Output the entries exactly.

Saved entries:
= Beginning of Section =

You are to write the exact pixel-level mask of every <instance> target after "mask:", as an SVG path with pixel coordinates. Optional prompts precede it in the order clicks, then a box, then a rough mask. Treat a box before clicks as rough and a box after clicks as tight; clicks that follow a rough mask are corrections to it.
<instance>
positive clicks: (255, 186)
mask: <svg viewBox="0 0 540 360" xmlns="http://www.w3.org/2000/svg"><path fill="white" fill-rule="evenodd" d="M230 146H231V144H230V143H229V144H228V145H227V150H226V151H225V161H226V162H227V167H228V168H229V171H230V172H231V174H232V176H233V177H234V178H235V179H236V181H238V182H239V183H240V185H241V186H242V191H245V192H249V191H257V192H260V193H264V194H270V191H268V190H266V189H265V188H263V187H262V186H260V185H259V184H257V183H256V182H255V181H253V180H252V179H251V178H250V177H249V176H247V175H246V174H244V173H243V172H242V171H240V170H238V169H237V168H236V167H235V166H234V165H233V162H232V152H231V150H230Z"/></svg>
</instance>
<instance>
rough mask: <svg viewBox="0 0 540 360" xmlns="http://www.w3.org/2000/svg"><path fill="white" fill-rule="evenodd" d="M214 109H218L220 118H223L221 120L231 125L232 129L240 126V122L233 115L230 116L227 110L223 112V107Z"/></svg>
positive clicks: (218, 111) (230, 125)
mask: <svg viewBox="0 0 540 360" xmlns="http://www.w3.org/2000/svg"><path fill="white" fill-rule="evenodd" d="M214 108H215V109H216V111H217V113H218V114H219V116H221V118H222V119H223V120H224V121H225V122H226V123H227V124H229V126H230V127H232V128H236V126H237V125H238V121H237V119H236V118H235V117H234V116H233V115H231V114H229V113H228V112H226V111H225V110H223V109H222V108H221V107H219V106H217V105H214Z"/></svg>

= End of Section =

**Answer space**
You are to write the exact pixel-level mask of every <instance> target after "mask:", as an SVG path with pixel coordinates. Optional prompts precede it in the order clicks, then a box, then a rough mask. Treat a box before clicks as rough and a box after clicks as tight; clicks that follow a rough mask are corrections to it.
<instance>
positive clicks: (255, 186)
mask: <svg viewBox="0 0 540 360" xmlns="http://www.w3.org/2000/svg"><path fill="white" fill-rule="evenodd" d="M230 146H231V144H230V143H229V144H228V145H227V150H226V151H225V161H226V162H227V167H228V168H229V171H230V172H231V174H232V176H233V177H234V178H235V179H236V181H238V182H239V183H240V185H241V186H242V191H245V192H249V191H257V192H260V193H264V194H270V191H268V190H266V189H265V188H263V187H262V186H260V185H259V184H257V183H256V182H255V181H253V180H252V179H251V178H250V177H249V176H247V175H246V174H244V173H243V172H242V171H240V170H238V169H237V168H236V167H235V166H234V165H233V162H232V152H231V150H230Z"/></svg>
</instance>
<instance>
rough mask: <svg viewBox="0 0 540 360" xmlns="http://www.w3.org/2000/svg"><path fill="white" fill-rule="evenodd" d="M214 109H218L220 118H223L221 120L231 125L232 129L240 126V122L233 115L230 116L227 110L223 112V107Z"/></svg>
positive clicks: (218, 111) (230, 125)
mask: <svg viewBox="0 0 540 360" xmlns="http://www.w3.org/2000/svg"><path fill="white" fill-rule="evenodd" d="M214 108H215V109H216V111H217V113H218V114H219V116H221V118H222V119H223V120H224V121H225V122H226V123H227V124H229V126H230V127H232V128H236V126H237V125H238V121H237V119H236V118H235V117H234V116H233V115H231V114H229V113H228V112H226V111H225V110H223V109H222V108H221V107H219V106H217V105H214Z"/></svg>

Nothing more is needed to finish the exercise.